**Your task**
Every line below must come back exactly as it stands, with the images omitted.

**Data in this exercise**
· · · · · · ·
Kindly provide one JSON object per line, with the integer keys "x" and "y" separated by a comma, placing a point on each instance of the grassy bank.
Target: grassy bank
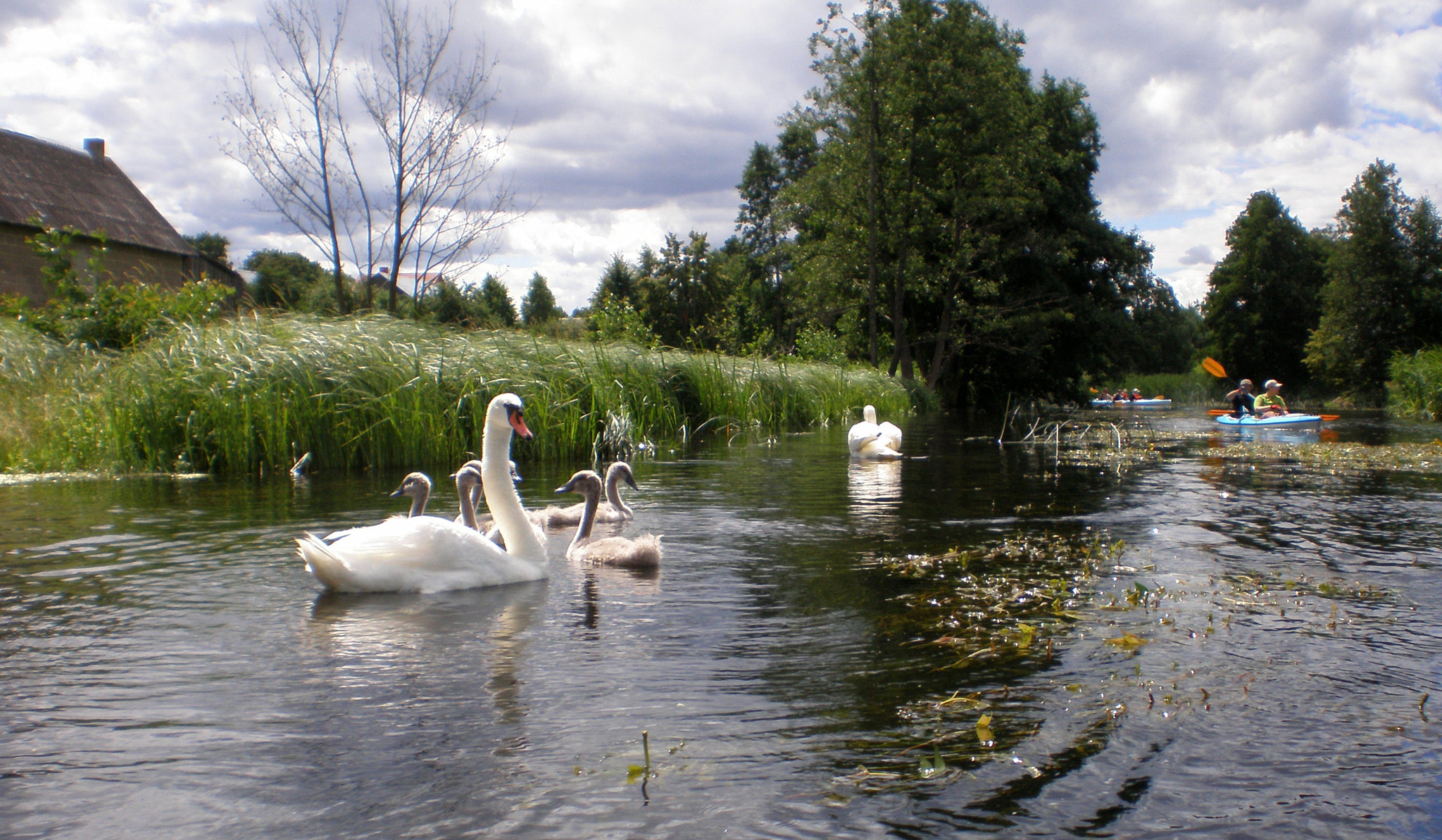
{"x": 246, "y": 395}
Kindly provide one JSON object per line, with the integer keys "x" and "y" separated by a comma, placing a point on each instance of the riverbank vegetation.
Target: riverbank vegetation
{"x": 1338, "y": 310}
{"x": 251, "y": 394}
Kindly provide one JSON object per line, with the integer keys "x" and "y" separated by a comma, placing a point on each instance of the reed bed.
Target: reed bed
· · · · · · ·
**Solution to this exercise**
Kindly provide one JSON object per line, with the integer keys "x" and "y" separated by a comma, placing a point on each instance of the grassy bank.
Target: grassy bank
{"x": 246, "y": 395}
Kindly provide one JSON object per line, with the integer keys "x" and "y" separated by a comma, placing a point on each instance of the riverbank vegetation.
Target: riverbank vegetation
{"x": 1338, "y": 310}
{"x": 251, "y": 394}
Kindly provide one JSON object per line, with the integer keys "x" and "y" separated by a comma, placing a point on each instance of the reed bed.
Target: reed bed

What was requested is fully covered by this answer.